- [Text section]:
About Acupuncture

"Within every patient there resides a doctor.  And we as physicians are at our best when we put our patients in touch with the doctor inside themselves." - Doctor Albert Schweitzer


What is Acupuncture?

The underlying principle of treatment is that illness and pain occur when the body’s qi (pronounced chee), or vital energy and blood cannot flow freely around the body.   The systems that carry qi through the body are called meridians or Channels and they unify all parts of the body.  The free flow of qi along these pathways is essential for the body's maintenance and balance.   The overall aim of acupuncture treatment is to restore the body’s equilibrium by creating a free-flow of qi  in the meridians as an energetic blockage of qi can be a cauase of disease.   This free-flow is maintained by needling specific acupuncture points along these meridians.  

Acupuncture is a healthcare system based on the ancient principles of Chinese Medicine which is the oldest continuous recorded medical system dating back at least 2000 years. Inherent to this system of medicine is a precise and predictable system of diagnosis and formulation of treatment. 

Rather than labelling diseases the Acupuncturist instead describes and categorises the pattern of symptoms and signs which an individual manifests under certain circumstances

It has a very positive model of good health and function, and looks at pain and dis-ease as signs that the body is out of balance.

A great deal of research has been done in recent years to understand how acupuncture works according to Western biomedicine and physiology. This research has shown that acupuncture releases pain-relieving opioids into the central nervous system, increases blood flow to affected or injured areas and releases endorphins and neurotransmitters into the endocrine and nervous systems.

- [The data]:

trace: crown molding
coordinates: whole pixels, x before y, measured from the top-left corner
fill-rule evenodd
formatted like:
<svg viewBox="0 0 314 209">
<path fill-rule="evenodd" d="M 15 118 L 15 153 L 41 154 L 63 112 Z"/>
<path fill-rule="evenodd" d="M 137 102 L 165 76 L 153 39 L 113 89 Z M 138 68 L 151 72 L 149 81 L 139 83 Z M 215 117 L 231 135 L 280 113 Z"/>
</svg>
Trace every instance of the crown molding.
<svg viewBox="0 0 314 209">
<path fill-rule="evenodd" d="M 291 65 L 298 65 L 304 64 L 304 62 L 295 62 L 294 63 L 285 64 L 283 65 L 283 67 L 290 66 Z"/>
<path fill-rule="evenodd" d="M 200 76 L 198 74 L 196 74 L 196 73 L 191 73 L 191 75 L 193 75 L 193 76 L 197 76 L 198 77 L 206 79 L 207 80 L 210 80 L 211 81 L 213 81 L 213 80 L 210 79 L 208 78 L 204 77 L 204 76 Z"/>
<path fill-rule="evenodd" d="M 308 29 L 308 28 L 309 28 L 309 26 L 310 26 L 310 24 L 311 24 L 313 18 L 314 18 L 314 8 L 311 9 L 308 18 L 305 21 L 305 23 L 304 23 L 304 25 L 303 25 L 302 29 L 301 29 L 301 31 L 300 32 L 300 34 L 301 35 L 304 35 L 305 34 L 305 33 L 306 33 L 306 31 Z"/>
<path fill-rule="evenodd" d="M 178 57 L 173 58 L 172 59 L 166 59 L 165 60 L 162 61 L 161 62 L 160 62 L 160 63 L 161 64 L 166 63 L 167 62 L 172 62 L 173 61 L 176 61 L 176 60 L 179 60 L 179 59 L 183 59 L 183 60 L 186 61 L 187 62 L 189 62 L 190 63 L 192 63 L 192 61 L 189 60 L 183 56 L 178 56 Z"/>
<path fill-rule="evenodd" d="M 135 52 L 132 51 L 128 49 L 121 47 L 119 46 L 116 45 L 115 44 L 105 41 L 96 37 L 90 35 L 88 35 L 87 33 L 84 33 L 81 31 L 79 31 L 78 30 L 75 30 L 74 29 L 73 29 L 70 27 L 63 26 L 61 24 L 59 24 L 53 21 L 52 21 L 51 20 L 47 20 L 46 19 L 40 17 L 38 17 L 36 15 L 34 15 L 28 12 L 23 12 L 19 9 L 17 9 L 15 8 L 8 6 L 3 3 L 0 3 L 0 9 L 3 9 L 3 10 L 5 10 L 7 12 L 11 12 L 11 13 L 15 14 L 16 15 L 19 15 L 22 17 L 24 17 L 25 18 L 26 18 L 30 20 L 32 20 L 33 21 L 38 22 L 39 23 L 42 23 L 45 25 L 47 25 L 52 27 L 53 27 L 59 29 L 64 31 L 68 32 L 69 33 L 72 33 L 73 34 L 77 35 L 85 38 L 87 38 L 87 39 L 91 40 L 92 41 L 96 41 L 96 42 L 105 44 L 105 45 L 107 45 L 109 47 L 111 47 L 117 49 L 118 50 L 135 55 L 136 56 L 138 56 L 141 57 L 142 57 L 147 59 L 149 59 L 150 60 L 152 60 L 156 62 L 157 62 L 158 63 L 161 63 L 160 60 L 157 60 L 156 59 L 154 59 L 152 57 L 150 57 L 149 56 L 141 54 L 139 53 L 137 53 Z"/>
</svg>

- [Assignment 1]:
Using the acupuncture text, explain why acupuncture treatment aims to create a free flow of qi in the meridians.
- [Assignment 2]:
Retype the passage of the acupuncture text starting at "It has a very" and ending at "and nervous systems.".

- [Exercise response 1]:
The text says that an energetic blockage of qi can be a cause of disease, and that illness and pain occur when qi and blood cannot flow freely around the body. Because the free flow of qi along the meridians is essential for the body's maintenance and balance, restoring that flow restores the body's equilibrium.

- [Exercise response 2]:
It has a very positive model of good health and function, and looks at pain and dis-ease as signs that the body is out of balance.

A great deal of research has been done in recent years to understand how acupuncture works according to Western biomedicine and physiology. This research has shown that acupuncture releases pain-relieving opioids into the central nervous system, increases blood flow to affected or injured areas and releases endorphins and neurotransmitters into the endocrine and nervous systems.